### PROBLEMAS:
1 > Extrae del texto sobre la lluvia, sin cambiar nada, el fragmento que empieza en "Las mismas sensaciones" y termina en "gustan realmente mucho.".
2 > Prolonga el texto sobre la lluvia a partir de su última oración.

### TEXTO PROPORCIONADO:
►

El poderoso influjo de la lluvia

En el cine o en la vida, el poderoso influjo de la lluvia también puede estar presente en todo aquello que sentimos o percibimos siempre como bueno, conveniente o hermoso

Actualizada 09:17

Cuando la lluvia hace su aparición en un poema, en un relato o en una novela, esa presencia suele ser casi siempre sinónimo de nostalgia, de melancolía, de tristeza o de desamor. Uno diría que incluso las páginas y la tinta parecen humedecerse entonces un poco.

Algo parecido suele ocurrir también en la pintura o en la música popular. Si los misterios del azar o nuestras propias preferencias nos llevan a contemplar hermosos cuadros como Los paraguas de Auguste Renoir o Rue Saint-Honoré por la tarde de Camille Pisarro, o a escuchar canciones hoy ya clásicas como En écoutant la pluie de Sylvie Vartan o Esta tarde vi llover de Armando Manzanero, se hace casi inevitable que suspiremos muy profundamente o que nos recojamos un poco en nosotros mismos. Si además el día se presenta dulcemente otoñal o invernal, si nos encontramos en una ciudad que amamos y si el cielo amenaza lluvia, nuestra dicha puede ser entonces ya casi completa.

Las mismas sensaciones o emociones que podemos experimentar en este caso gracias a la literatura, la pintura o la música, podemos sentirlas igualmente con el cine, pues la presencia o la aparición de la lluvia ha sido y sigue siendo un elemento esencial en numerosas películas casi desde el nacimiento mismo del séptimo arte. Una excepción curiosa o llamativa en ese sentido podría ser la del cine español, pues en nuestra cinematografía apenas hemos visto llover, en especial en estas últimas décadas, salvo quizás en las películas de José Luis Garci, Miguel Albaladejo o Isabel Coixet, tres cineastas que, por otra parte, me gustan realmente mucho.

No sé si el clima mediterráneo o el recurrente anticiclón de las Azores habrán tenido algo que ver con esa especie de sequía fílmica, que pese a ello no estaría del todo justificada. Aun así, también es cierto que en nuestro país no llueve en todos los sitios y enclaves por igual. Recuerden que en My fair lady la gran Audrey Hepburn ya nos hacía notar de manera reiterada, con una impecable pronunciación, que «the rain in Spain stays mainly in the plain» –«la lluvia en España se queda principalmente en el llano»–, que nosotros tradujimos bastante libremente como «la lluvia en Sevilla es una pura maravilla».

◄

(Filas de un conjunto de datos de etiquetado de recuadros)
►

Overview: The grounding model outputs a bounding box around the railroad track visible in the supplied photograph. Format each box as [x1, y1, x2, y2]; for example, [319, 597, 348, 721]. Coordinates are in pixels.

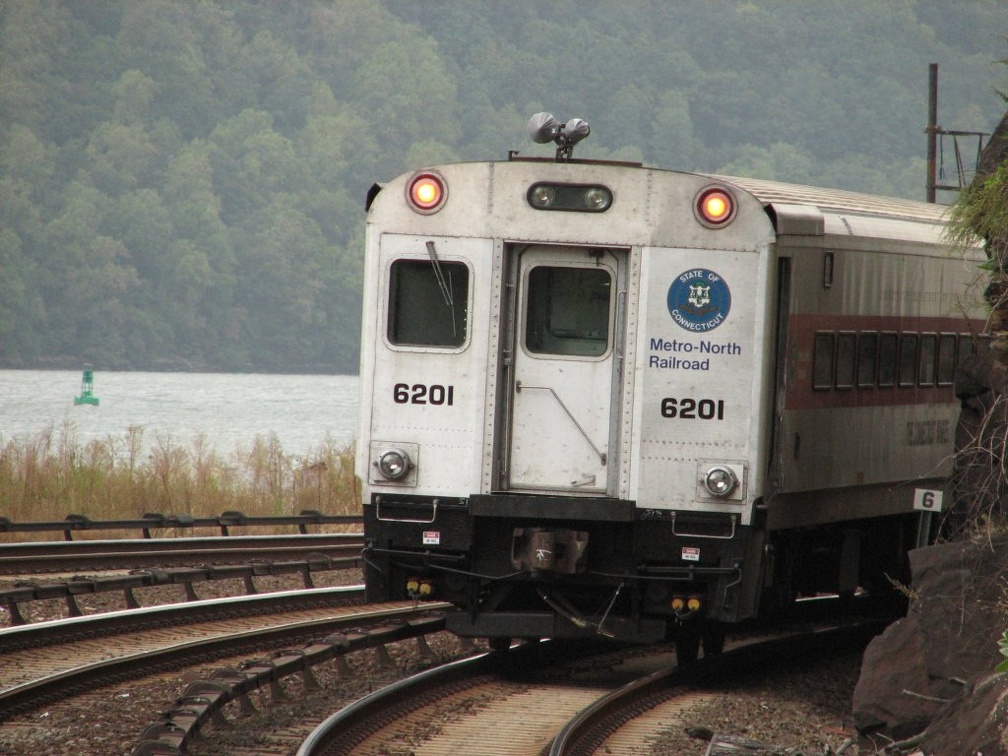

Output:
[0, 587, 461, 753]
[0, 533, 364, 575]
[297, 621, 880, 756]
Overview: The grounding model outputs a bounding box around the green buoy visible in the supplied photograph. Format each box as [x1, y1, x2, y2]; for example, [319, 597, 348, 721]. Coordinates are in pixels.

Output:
[74, 365, 98, 407]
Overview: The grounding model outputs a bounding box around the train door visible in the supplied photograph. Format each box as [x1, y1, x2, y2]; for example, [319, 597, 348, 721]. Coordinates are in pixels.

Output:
[502, 246, 627, 496]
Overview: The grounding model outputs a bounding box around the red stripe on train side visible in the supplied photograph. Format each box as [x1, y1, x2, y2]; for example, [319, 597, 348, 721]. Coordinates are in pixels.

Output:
[784, 314, 984, 409]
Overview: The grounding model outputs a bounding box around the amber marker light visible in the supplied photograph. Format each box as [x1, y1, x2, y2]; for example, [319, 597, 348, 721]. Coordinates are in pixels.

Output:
[695, 186, 735, 228]
[406, 171, 448, 215]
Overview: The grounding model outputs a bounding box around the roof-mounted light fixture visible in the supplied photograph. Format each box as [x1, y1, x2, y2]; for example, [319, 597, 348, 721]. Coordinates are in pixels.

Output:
[528, 113, 592, 162]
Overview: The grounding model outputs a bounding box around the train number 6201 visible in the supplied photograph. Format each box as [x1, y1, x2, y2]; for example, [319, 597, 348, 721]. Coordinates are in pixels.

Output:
[661, 397, 725, 420]
[392, 383, 455, 407]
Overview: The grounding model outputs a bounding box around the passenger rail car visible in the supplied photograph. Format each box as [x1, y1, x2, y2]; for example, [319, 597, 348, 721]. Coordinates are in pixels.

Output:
[357, 118, 983, 653]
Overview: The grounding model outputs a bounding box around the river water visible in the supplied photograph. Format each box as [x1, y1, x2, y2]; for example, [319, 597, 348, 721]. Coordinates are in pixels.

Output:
[0, 370, 357, 457]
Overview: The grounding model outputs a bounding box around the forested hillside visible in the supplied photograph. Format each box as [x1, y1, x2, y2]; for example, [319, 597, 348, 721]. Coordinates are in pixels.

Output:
[0, 0, 1008, 372]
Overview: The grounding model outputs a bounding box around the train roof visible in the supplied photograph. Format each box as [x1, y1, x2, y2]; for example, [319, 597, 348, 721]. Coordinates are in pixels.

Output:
[711, 175, 949, 224]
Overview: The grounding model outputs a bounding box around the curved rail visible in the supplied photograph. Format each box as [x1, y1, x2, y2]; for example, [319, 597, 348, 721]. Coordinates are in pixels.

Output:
[0, 588, 444, 721]
[549, 619, 889, 756]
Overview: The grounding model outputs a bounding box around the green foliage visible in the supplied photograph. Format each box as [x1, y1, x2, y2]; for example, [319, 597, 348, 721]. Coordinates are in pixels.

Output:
[0, 0, 1008, 372]
[0, 423, 360, 522]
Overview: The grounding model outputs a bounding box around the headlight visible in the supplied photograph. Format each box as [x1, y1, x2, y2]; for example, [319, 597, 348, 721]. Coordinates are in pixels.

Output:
[377, 449, 412, 481]
[704, 465, 739, 498]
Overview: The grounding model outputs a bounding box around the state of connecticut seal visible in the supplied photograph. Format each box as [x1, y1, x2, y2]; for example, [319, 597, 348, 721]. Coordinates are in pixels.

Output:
[668, 268, 732, 333]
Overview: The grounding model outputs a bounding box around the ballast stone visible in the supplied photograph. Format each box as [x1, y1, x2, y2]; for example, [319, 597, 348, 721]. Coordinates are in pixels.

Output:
[853, 536, 1008, 756]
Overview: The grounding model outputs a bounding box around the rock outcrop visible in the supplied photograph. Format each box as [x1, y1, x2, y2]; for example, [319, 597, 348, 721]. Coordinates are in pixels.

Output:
[853, 535, 1008, 756]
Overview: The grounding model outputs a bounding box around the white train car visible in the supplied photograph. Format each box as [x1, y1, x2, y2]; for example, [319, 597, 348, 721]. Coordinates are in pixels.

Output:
[357, 118, 983, 648]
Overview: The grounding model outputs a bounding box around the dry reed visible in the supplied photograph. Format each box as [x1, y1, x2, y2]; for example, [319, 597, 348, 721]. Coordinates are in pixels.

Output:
[0, 421, 361, 522]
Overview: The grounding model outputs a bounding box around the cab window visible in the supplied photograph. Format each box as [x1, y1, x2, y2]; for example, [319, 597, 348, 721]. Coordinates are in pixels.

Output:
[387, 260, 469, 348]
[525, 265, 612, 357]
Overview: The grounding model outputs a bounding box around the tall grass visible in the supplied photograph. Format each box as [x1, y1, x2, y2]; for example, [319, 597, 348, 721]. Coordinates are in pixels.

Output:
[0, 421, 361, 522]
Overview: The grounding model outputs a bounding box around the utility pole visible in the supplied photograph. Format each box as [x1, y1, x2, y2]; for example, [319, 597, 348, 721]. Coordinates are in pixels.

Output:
[924, 64, 987, 203]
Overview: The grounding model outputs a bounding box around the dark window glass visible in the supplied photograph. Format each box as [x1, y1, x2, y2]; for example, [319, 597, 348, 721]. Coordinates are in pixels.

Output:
[837, 333, 858, 388]
[525, 265, 612, 357]
[938, 334, 957, 386]
[899, 334, 917, 386]
[388, 260, 469, 347]
[879, 334, 899, 387]
[917, 334, 938, 386]
[812, 332, 836, 388]
[858, 333, 879, 388]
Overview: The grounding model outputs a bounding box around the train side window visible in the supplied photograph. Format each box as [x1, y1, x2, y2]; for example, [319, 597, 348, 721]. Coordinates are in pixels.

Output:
[387, 260, 469, 347]
[917, 334, 938, 386]
[956, 334, 977, 365]
[899, 334, 917, 387]
[812, 331, 836, 389]
[525, 265, 612, 357]
[879, 334, 899, 388]
[937, 334, 958, 386]
[837, 332, 858, 388]
[858, 333, 879, 388]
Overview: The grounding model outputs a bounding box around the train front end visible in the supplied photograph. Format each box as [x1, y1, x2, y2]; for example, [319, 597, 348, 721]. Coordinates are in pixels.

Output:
[357, 124, 775, 642]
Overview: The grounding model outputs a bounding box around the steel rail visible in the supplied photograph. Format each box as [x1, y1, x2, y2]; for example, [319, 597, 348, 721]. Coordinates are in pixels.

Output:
[0, 553, 363, 626]
[0, 509, 364, 540]
[548, 618, 891, 756]
[295, 641, 596, 756]
[0, 589, 443, 722]
[0, 586, 364, 657]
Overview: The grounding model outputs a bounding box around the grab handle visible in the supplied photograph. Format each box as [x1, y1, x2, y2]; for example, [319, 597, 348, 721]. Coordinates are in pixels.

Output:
[375, 496, 437, 525]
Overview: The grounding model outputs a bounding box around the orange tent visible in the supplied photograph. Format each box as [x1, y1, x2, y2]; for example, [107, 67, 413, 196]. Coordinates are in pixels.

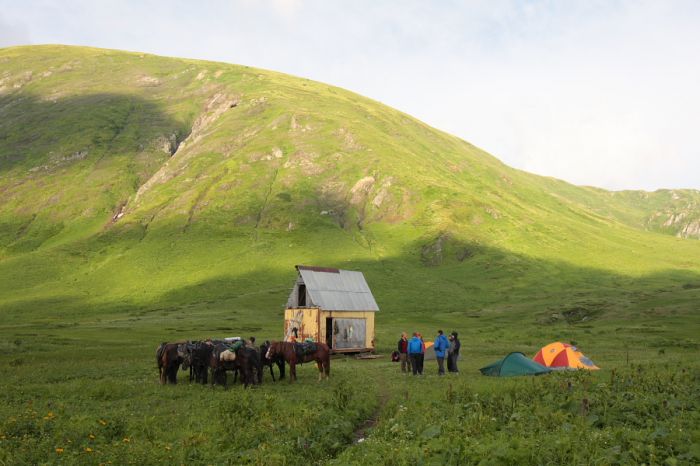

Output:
[532, 341, 600, 370]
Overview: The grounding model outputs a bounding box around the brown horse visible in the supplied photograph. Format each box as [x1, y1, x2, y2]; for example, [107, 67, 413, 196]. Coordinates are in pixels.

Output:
[265, 341, 331, 382]
[156, 342, 186, 384]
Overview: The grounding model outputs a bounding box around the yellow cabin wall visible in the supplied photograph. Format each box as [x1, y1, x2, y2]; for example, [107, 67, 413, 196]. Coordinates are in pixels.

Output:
[284, 308, 375, 350]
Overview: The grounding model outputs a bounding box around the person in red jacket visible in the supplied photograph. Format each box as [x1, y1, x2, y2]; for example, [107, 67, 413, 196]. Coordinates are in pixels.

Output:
[397, 332, 411, 373]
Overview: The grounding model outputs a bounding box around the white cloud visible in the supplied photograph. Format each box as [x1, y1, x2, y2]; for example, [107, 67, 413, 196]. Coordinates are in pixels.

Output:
[0, 0, 700, 189]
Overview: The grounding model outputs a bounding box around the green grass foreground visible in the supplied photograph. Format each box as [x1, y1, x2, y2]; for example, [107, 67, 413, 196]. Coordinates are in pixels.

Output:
[0, 308, 700, 465]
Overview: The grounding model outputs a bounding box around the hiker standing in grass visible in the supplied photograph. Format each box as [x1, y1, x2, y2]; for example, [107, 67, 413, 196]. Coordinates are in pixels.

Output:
[408, 332, 425, 375]
[433, 330, 450, 375]
[447, 332, 462, 373]
[398, 332, 411, 372]
[418, 333, 425, 375]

◄

### RESPUESTAS:
1 >
Las mismas sensaciones o emociones que podemos experimentar en este caso gracias a la literatura, la pintura o la música, podemos sentirlas igualmente con el cine, pues la presencia o la aparición de la lluvia ha sido y sigue siendo un elemento esencial en numerosas películas casi desde el nacimiento mismo del séptimo arte. Una excepción curiosa o llamativa en ese sentido podría ser la del cine español, pues en nuestra cinematografía apenas hemos visto llover, en especial en estas últimas décadas, salvo quizás en las películas de José Luis Garci, Miguel Albaladejo o Isabel Coixet, tres cineastas que, por otra parte, me gustan realmente mucho.

2 >
Fuera de nuestras soleadas fronteras cinematográficas sí parece demostrado, en cambio, que puede llover casi en cualquier época y lugar. De ese modo, la lluvia en sus múltiples variantes, desde los suaves orvallos hasta los apocalípticos diluvios, aparece vinculada a numerosos clásicos antiguos o modernos. Pensemos por ejemplo en películas como Frankenstein, Casablanca, Breve encuentro, La condesa descalza, El buscavidas, Desayuno con diamantes, Blade Runner, Lo que queda del día, Atrapado por su pasado, Los puentes de Madison, Deseando amar o El mismo amor, la misma lluvia, entre otras. La lluvia está también presente en algunos de los filmes más líricos de cineastas como Charles Chaplin, John Ford, Nicholas Ray, Andrei Tarkovski, Douglas Sirk o Woody Allen, así como en no pocas películas del expresionismo alemán, el neorrealismo italiano o la nouvelle vague francesa.

Aun así, seguramente no resultaría sencillo intentar hacer hoy un listado o un canon que incluyera todos los grandes títulos en los que la lluvia ha tenido un protagonismo especial, entre otras razones porque, muy posiblemente, siempre habría algún buen amigo cinéfilo que pondría varias objeciones más o menos contundentes a nuestra hipotética y bienintencionada lista. Así, o bien echaría de menos cuatro o cinco obras maestras lluviosas indiscutibles, o bien nos censuraría por haber incluido algunos filmes borrascosos no especialmente bien considerados por la crítica más seria. Ya dice el refrán, con razón, que nunca llueve a gusto de todos.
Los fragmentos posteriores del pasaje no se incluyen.